The records below are to be transcribed exactly as they appear.

===== Task material =====

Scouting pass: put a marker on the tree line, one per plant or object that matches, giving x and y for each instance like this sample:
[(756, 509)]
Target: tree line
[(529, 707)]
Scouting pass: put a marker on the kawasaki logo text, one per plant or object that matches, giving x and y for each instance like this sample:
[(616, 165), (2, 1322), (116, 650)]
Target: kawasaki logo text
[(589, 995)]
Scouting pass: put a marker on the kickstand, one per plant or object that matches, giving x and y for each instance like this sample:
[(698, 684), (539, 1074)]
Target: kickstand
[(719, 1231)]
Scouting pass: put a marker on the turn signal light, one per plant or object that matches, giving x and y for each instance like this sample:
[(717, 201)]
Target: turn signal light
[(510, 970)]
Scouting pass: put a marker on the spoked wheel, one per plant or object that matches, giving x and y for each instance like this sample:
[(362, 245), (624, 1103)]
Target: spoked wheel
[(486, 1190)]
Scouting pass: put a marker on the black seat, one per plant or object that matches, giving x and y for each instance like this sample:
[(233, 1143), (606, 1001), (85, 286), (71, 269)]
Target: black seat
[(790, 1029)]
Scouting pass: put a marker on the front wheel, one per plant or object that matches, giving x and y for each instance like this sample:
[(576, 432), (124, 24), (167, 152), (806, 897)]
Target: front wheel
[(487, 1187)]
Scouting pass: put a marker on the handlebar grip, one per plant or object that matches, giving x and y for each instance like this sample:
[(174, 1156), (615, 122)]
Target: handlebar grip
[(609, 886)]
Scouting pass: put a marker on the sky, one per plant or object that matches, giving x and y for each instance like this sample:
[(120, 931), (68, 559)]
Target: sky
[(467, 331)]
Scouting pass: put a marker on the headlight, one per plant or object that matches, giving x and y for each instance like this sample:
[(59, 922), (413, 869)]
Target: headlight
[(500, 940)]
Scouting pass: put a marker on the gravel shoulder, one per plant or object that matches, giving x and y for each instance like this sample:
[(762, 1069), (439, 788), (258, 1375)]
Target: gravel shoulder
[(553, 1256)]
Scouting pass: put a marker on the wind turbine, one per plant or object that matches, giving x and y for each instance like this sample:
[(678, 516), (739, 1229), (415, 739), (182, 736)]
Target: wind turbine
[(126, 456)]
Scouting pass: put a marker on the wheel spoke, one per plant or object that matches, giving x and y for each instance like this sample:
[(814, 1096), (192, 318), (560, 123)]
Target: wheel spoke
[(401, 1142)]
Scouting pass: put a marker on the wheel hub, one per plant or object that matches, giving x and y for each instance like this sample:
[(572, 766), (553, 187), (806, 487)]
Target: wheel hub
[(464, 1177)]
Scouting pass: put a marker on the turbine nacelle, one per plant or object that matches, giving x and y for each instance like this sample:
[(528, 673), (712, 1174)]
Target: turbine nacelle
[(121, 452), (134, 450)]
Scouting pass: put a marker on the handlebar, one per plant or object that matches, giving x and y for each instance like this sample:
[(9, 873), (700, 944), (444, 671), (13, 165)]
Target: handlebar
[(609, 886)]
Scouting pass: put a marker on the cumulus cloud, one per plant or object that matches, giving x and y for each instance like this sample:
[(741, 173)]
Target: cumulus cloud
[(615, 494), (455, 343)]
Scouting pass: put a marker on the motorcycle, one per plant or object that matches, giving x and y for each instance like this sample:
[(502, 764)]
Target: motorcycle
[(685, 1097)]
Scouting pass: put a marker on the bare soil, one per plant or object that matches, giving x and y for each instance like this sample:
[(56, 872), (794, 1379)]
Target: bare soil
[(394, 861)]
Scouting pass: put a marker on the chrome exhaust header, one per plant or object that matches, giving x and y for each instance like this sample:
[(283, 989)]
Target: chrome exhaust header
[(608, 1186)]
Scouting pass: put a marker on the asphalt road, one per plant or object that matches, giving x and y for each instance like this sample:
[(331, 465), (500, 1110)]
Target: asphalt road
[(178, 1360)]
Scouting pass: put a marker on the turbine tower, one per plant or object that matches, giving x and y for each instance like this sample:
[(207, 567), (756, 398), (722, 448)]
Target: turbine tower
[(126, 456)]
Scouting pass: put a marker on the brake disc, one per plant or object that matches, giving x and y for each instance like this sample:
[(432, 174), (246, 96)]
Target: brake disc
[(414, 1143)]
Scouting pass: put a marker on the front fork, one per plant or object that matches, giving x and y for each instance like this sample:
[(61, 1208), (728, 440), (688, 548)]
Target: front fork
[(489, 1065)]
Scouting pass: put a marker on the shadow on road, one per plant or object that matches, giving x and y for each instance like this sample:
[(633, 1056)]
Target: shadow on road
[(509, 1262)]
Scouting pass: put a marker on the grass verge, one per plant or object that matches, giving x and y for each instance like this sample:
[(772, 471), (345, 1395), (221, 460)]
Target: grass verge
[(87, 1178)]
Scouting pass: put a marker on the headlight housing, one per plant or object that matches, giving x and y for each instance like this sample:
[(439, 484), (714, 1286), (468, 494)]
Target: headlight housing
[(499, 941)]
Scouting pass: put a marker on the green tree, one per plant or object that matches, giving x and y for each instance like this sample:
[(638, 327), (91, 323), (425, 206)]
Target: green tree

=====

**Solution to this problem:**
Scouting pass: put a marker on the tree line, one per plant or object that matches, giving x and y for each instance like this sample:
[(756, 509)]
Target: tree line
[(529, 707)]
Scouting pass: put a marker on the kawasaki logo text, one per plant or object that matches, giving x and y for each instance like this sample:
[(616, 165), (2, 1322), (116, 650)]
Target: kawasaki logo text
[(589, 995)]
Scouting pass: put a marker on the kickstand, one per plant or object that matches, giving x and y for each instance like this sample:
[(698, 684), (539, 1074)]
Target: kickstand
[(719, 1231)]
Scouting pass: put a marker on the turn signal light, one per plant or object that matches, giving x and y for each instance like this sample:
[(717, 201)]
Target: turn signal light
[(510, 970)]
Scouting pass: put a marker on the spoked wheel, one per plant or object that matches, giving x and y for each instance like this sample:
[(362, 245), (624, 1103)]
Target: spoked wheel
[(486, 1190)]
Scouting pass: put a marker on the black seat, one per plant or object that matches, giving x and y for each instance like this sample:
[(233, 1143), (606, 1001), (85, 286), (71, 269)]
Target: black seat
[(790, 1029)]
Scouting pass: put a marker on the front wheel, one per plant or object that matches, giving x and y for each instance like this sample:
[(576, 432), (124, 24), (167, 152), (806, 897)]
Target: front wheel
[(487, 1187)]
Scouting pass: put a marker on the handlebar grip, one per plant or object that matches, giving x and y for each instance like this sample:
[(174, 1156), (615, 122)]
Target: handlebar grip
[(609, 886)]
Scouting pass: put a marker on the sky, one per plant or object that matches, giving x and y for each instance like this sample:
[(120, 931), (68, 559)]
Target: sky
[(467, 331)]
Scouting pass: put a marker on the headlight, one per plant or object that matches, giving x and y for each instance like this sample:
[(59, 922), (413, 869)]
Target: headlight
[(500, 940)]
Scouting pass: put a marker on the gravel shoulder, one per plant or object that matches, giving x and y for each instance like this sample:
[(762, 1069), (439, 788), (258, 1375)]
Target: gravel shoulder
[(553, 1256)]
Scouting pass: put a marker on the wind turbine, one per plant or object that matches, giving x and y for each instance like this sample:
[(678, 516), (739, 1229), (415, 739), (182, 736)]
Target: wind turbine
[(126, 456)]
Scouting pass: put a marker on the wheel spoke, one per plant or object that matches, giving x and y for each instance like this sample:
[(814, 1096), (192, 318), (560, 123)]
Target: wheel spoke
[(401, 1142)]
Scouting pass: put a marker on the wheel hub, one per plant or object that matches, giving x and y for each instance like this sample:
[(572, 766), (553, 187), (806, 487)]
Target: wheel hub
[(464, 1177)]
Scouting pass: put a marker on the turbine nacelle, one per plant or object that matches, giving x and y for each instance like this sample:
[(528, 673), (712, 1174)]
Target: turbine nacelle
[(121, 452), (134, 450)]
Scouting pass: put a marker on the handlebar, one per plant or object that matches, giving x and y for each instance like this sample:
[(9, 873), (700, 944), (444, 671), (13, 165)]
Target: handlebar
[(609, 886)]
Scouting pass: put a marker on the cumulus cloud, one per plant or object that matches, giving x and y for each instance like this sample:
[(741, 173)]
Target: cumulus cloud
[(615, 494), (455, 343)]
Scouting pass: put a marker on the motorcycle, one per plant or object that matches, giving x and y for each instance like this sample:
[(502, 764)]
Target: motorcycle
[(685, 1097)]
Scouting pass: put a marker on the bare soil, one per plant or object that matches, giving x and y for each instance like this sample:
[(56, 872), (794, 1379)]
Target: bare soil
[(394, 861)]
Scouting pass: put a marker on the chrome exhaust header, one per plant or object that matches, giving x and y for each instance like this sample:
[(283, 989)]
Target: chrome exhaust header
[(608, 1186)]
Scouting pass: put a marker on the asphalt road, one per plant or object that matches, giving x and y for each instance like this sample:
[(331, 465), (500, 1110)]
Target: asphalt road
[(178, 1360)]
Scouting pass: put a marker on the turbine tower, one per plant or object that matches, giving x and y for each instance like this sample:
[(207, 567), (756, 398), (722, 448)]
Target: turbine tower
[(126, 456)]
Scouting pass: put a marker on the brake disc, one per plant or object that matches, giving x and y for each instance like this sample:
[(432, 174), (246, 96)]
Target: brake disc
[(414, 1143)]
Scouting pass: put a marker on the front fork, one per plant or object that matches, giving x and y for each instance like this sample:
[(61, 1208), (728, 440), (688, 548)]
Target: front fork
[(489, 1065)]
Scouting pass: put a marker on the shadow on road, one per plant or object that matches, giving x and y for each instance like this sample:
[(633, 1056)]
Target: shadow on road
[(509, 1262)]
Scouting pass: put a marker on the grass verge, one per plant or object that matches, giving x and y for each instance like this sample:
[(772, 471), (345, 1395), (221, 460)]
Target: grass verge
[(87, 1178)]
Scouting pass: put a marker on the headlight housing, one per plant or object that matches, giving x and y for each instance like this sample:
[(439, 484), (714, 1286), (468, 494)]
Target: headlight housing
[(499, 941)]
Scouting pass: put a marker on the green tree, one per plant or object that matches, giving x and y for each instance like this sample:
[(638, 327), (91, 323), (425, 206)]
Target: green tree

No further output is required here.